> _WORK INSTRUCTIONS_: Work out the count of lines in the entries below that include "shrub", and write only that count.
== DATA TO USE
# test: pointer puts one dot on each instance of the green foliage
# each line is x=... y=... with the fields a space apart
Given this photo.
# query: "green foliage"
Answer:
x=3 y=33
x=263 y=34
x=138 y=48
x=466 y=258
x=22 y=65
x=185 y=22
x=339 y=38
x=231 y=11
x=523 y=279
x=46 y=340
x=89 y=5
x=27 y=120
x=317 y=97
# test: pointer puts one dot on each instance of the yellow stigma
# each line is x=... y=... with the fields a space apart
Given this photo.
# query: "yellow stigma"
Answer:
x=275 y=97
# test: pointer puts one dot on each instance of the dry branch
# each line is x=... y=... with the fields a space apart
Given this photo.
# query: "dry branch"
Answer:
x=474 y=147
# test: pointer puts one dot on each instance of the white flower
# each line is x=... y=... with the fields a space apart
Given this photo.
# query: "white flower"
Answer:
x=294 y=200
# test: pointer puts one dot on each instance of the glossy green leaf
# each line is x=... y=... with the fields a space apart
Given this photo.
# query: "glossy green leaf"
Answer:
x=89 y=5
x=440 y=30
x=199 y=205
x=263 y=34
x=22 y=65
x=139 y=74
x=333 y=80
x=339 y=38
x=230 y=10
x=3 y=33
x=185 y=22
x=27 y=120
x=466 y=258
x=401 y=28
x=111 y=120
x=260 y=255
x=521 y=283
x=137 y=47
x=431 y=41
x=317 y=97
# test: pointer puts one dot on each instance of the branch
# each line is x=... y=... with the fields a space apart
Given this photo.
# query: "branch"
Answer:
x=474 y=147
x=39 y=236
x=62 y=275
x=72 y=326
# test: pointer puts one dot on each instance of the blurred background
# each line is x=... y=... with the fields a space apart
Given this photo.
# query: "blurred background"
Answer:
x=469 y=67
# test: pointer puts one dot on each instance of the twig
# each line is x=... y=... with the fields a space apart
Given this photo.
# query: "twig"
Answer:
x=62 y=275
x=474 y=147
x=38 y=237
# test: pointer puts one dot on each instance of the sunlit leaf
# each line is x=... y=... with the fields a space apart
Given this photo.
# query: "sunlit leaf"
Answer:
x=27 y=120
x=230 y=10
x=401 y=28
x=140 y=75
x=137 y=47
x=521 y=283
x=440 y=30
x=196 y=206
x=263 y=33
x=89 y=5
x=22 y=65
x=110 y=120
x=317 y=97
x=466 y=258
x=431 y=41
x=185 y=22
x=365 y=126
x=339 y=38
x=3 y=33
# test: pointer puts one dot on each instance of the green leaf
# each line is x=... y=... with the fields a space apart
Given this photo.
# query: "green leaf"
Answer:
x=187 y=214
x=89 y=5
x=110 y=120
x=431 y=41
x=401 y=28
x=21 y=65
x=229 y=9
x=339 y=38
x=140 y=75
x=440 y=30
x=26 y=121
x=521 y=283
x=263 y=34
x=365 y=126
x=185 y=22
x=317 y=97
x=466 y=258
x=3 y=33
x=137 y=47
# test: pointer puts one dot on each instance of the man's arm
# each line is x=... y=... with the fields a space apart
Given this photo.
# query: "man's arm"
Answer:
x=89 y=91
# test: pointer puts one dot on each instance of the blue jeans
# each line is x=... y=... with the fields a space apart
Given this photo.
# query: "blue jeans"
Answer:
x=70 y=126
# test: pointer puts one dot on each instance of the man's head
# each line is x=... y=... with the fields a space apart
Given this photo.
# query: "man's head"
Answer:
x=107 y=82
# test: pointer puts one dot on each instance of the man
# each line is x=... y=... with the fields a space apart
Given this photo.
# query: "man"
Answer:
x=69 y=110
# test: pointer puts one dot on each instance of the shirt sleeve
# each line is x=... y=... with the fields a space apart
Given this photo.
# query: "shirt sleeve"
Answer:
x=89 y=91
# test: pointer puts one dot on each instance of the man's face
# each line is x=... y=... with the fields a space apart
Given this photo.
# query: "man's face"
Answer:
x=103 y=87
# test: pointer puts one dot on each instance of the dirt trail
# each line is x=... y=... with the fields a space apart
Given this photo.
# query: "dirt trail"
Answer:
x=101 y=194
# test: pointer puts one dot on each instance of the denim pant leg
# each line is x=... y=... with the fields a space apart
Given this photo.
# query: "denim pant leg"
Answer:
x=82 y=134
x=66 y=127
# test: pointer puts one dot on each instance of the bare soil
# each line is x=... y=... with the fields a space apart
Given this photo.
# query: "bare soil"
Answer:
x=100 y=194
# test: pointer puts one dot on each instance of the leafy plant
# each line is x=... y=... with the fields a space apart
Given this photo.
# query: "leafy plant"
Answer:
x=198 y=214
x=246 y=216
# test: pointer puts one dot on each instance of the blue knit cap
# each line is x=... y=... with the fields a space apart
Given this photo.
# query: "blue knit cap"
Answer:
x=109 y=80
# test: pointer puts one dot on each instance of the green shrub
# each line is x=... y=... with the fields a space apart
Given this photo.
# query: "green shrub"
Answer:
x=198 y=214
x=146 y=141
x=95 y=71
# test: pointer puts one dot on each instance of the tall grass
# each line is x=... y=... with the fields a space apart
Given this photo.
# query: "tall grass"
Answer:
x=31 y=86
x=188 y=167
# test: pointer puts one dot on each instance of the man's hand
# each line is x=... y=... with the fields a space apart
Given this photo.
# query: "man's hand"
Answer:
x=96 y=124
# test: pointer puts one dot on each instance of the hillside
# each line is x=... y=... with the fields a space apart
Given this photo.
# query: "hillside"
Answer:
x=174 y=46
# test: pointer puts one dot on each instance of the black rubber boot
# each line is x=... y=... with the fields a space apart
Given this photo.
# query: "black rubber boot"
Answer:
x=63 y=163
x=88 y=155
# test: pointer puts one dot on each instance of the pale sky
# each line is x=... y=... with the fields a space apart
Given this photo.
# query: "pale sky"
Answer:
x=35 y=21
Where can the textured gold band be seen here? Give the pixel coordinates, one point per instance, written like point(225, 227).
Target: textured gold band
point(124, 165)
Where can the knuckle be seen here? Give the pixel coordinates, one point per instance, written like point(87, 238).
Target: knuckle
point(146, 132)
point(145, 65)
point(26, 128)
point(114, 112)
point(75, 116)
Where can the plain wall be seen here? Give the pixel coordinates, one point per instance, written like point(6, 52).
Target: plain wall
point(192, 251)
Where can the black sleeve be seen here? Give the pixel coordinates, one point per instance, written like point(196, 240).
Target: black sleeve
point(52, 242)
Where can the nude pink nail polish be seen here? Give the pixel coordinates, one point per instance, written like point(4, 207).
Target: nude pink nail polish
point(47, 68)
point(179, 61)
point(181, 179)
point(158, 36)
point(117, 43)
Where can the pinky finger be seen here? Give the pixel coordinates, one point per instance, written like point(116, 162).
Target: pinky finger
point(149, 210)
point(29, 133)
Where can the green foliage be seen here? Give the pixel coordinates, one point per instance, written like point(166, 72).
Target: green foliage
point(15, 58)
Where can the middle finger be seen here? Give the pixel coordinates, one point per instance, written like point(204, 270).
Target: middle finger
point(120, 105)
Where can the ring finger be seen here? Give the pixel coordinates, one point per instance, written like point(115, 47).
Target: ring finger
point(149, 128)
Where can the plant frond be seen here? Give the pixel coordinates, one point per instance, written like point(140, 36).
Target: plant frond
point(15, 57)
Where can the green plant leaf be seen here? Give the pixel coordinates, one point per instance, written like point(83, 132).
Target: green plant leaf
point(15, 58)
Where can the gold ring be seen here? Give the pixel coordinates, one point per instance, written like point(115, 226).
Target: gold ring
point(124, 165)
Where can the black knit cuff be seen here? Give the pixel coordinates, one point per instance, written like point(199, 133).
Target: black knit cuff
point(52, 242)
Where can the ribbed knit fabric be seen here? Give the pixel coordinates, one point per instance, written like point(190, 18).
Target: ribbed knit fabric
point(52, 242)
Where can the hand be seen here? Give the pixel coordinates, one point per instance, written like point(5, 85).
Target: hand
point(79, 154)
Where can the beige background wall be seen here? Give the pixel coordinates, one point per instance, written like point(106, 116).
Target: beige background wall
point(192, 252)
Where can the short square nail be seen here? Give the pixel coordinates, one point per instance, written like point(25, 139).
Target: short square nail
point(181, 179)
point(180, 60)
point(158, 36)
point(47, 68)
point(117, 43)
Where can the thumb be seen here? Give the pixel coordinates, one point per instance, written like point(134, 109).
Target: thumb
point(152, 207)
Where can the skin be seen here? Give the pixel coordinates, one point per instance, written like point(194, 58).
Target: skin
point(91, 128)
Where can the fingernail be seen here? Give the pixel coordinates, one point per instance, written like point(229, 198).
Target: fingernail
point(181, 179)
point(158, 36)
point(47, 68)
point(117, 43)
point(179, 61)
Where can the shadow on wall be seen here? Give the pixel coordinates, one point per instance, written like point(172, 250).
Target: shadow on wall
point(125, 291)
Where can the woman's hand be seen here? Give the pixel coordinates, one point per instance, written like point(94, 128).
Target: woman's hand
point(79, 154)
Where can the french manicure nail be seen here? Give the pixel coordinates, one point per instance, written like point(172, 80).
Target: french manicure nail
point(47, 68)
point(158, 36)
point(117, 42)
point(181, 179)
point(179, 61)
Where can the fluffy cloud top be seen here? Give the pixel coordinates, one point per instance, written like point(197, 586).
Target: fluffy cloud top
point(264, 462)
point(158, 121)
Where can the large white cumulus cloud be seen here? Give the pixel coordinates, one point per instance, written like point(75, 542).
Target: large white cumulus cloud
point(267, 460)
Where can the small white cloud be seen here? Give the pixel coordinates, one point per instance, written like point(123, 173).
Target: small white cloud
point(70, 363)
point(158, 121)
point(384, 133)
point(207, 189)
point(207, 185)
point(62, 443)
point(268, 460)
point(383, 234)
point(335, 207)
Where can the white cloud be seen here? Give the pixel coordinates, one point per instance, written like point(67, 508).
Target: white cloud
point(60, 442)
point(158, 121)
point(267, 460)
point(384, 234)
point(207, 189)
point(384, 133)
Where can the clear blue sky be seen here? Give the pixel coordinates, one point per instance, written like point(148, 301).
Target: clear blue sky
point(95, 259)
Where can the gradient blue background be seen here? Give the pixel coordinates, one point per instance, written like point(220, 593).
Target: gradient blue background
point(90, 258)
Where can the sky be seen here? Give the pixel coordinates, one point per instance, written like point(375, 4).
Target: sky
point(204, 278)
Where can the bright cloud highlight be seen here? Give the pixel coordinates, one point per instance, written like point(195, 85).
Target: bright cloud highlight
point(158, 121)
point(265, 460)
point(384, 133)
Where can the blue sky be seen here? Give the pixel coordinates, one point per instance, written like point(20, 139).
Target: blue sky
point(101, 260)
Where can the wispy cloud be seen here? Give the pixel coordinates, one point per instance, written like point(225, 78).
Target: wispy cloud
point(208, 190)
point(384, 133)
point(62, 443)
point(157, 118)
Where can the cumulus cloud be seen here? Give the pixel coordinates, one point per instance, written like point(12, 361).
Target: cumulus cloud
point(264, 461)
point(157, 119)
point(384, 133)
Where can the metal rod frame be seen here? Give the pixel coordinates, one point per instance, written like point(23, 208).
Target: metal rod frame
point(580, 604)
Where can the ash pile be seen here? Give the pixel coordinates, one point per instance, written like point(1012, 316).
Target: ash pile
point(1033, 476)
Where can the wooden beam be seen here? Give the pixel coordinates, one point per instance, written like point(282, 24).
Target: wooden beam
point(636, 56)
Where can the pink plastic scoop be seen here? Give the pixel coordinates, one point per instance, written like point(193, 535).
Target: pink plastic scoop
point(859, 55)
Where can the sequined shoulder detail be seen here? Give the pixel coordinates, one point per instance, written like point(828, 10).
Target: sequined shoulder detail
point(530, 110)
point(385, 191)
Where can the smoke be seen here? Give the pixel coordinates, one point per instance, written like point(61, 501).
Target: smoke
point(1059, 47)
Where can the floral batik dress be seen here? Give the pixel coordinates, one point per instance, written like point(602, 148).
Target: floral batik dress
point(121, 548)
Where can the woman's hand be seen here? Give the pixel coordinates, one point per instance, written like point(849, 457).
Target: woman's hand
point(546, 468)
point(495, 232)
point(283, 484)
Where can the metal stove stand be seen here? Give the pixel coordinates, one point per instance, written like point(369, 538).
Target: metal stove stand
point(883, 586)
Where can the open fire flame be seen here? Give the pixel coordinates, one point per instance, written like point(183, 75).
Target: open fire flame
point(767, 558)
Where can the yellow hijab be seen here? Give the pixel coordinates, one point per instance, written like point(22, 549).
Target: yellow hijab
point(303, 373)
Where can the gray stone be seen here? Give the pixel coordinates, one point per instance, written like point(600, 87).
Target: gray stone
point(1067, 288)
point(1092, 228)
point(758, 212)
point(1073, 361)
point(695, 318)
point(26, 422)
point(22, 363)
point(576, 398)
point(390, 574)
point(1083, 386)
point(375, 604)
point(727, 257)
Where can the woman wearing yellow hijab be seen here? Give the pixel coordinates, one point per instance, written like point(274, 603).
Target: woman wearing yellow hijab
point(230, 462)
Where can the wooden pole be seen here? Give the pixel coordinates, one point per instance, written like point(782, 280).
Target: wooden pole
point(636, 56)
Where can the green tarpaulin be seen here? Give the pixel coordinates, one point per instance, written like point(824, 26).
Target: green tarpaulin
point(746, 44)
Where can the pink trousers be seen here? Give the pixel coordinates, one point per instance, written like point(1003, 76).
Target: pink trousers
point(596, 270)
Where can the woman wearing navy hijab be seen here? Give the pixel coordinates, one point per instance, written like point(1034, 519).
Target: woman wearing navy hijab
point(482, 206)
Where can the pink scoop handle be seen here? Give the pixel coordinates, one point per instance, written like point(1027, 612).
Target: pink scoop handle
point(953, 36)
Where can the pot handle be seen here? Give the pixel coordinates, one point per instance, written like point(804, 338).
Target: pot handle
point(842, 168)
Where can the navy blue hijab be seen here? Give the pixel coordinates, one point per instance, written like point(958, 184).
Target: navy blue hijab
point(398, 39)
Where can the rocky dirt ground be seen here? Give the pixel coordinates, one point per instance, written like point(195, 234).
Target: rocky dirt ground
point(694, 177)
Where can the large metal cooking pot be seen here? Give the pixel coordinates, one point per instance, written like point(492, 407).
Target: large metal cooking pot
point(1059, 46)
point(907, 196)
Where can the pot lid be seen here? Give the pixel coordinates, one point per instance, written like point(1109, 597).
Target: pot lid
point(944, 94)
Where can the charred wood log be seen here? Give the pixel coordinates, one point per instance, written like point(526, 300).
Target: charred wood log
====
> _EXERCISE SOLUTION_: 2